**PROVIDED INFORMATION**
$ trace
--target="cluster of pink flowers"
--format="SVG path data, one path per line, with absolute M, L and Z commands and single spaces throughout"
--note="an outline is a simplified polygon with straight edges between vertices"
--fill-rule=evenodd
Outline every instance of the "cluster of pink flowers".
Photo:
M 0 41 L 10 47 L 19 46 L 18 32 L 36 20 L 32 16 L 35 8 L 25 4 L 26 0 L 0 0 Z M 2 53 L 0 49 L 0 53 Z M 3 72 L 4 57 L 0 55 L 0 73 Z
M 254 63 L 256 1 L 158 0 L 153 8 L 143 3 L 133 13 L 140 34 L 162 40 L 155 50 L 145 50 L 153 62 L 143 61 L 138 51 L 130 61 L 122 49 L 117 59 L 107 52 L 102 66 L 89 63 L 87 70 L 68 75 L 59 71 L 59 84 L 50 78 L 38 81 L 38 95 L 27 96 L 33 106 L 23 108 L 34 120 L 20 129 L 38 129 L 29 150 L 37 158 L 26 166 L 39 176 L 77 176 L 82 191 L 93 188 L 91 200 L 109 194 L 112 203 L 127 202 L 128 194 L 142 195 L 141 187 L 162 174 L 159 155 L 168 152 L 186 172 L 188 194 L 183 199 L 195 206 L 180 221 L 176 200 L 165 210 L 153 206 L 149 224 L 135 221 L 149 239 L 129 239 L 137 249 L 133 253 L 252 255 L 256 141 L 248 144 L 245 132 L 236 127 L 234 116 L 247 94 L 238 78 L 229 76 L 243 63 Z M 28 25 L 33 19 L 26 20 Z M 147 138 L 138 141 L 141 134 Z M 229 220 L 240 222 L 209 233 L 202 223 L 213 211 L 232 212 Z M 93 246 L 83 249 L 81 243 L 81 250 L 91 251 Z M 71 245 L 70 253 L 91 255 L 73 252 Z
...
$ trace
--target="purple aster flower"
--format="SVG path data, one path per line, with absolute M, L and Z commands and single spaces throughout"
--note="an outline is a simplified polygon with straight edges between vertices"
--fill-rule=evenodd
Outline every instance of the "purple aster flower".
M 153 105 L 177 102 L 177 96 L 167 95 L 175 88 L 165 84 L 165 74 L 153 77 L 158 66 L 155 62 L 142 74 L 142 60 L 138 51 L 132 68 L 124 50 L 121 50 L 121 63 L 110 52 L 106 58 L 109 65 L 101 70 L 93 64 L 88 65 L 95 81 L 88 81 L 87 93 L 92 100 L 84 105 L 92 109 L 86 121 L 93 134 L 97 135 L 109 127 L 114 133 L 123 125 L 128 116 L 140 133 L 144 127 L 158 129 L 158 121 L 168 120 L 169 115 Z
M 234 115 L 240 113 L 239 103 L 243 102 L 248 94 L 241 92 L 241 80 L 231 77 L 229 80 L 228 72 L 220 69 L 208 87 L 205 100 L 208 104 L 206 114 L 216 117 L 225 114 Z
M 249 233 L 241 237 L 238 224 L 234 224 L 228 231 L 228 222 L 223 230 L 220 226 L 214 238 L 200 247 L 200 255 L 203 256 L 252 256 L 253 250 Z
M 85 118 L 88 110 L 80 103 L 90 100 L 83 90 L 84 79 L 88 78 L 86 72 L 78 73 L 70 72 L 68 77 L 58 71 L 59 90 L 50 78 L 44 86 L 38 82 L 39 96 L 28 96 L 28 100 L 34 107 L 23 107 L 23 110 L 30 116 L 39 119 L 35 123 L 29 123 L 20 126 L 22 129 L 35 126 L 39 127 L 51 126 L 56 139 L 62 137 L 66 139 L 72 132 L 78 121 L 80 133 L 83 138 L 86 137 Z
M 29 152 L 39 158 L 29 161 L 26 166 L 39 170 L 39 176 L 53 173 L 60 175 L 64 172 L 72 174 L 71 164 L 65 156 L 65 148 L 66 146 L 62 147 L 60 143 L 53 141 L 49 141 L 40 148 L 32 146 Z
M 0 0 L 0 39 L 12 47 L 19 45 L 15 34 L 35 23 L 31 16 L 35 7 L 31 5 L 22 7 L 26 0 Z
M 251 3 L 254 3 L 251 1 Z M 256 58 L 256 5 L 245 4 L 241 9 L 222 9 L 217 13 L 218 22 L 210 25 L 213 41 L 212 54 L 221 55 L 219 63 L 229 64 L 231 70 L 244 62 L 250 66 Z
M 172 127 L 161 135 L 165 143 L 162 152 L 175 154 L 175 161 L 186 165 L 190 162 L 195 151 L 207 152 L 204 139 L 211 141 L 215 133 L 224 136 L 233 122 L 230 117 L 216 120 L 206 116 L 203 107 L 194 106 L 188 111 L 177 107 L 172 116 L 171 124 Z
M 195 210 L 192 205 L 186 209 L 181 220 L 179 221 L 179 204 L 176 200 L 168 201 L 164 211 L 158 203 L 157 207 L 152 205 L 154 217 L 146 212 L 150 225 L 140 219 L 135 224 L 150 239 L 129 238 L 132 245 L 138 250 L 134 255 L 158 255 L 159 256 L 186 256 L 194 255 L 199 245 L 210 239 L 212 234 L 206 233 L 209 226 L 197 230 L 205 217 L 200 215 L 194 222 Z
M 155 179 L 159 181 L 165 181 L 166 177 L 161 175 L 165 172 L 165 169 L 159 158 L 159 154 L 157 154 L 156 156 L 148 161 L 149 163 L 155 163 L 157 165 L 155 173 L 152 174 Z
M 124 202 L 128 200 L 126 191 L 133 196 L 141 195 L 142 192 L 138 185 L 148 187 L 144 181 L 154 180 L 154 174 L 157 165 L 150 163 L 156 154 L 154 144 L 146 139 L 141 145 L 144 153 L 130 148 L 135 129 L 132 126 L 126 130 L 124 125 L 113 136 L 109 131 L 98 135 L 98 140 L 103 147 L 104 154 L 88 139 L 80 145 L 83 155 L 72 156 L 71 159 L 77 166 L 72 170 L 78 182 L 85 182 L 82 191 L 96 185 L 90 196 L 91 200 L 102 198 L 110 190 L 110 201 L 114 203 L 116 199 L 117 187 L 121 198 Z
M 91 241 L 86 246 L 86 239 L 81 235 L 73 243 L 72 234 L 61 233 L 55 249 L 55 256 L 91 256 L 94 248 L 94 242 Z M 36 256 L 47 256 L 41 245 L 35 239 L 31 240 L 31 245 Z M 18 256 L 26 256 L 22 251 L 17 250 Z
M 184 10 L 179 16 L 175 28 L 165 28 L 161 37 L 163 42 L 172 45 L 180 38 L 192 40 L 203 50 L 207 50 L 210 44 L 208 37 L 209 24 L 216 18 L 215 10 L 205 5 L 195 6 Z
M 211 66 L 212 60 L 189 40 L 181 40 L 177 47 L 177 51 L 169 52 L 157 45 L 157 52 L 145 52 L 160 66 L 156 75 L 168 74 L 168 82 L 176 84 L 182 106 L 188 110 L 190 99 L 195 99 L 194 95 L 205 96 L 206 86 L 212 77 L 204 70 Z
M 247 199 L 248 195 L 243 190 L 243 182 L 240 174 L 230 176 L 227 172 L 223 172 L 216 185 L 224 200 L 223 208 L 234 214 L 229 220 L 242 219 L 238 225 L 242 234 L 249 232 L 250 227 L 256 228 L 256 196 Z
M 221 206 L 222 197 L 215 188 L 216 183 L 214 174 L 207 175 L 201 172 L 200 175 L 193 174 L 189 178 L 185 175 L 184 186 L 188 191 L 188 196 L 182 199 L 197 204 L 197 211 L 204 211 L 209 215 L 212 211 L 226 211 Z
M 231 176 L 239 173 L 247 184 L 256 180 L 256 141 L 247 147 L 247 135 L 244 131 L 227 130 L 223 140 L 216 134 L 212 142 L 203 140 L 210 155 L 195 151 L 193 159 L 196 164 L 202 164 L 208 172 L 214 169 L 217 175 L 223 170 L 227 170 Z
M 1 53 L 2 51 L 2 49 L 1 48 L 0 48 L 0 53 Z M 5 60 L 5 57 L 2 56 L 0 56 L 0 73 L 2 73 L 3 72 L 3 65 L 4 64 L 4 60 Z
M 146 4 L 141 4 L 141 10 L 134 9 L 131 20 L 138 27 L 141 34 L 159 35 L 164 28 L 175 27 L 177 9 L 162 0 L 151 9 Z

**PROBLEM TO WORK ON**
Return each line of the records that contains the string "target", copying every such line in full.

**SOLUTION FOR THIS EXERCISE**
--target="cluster of pink flowers"
--target="purple aster flower"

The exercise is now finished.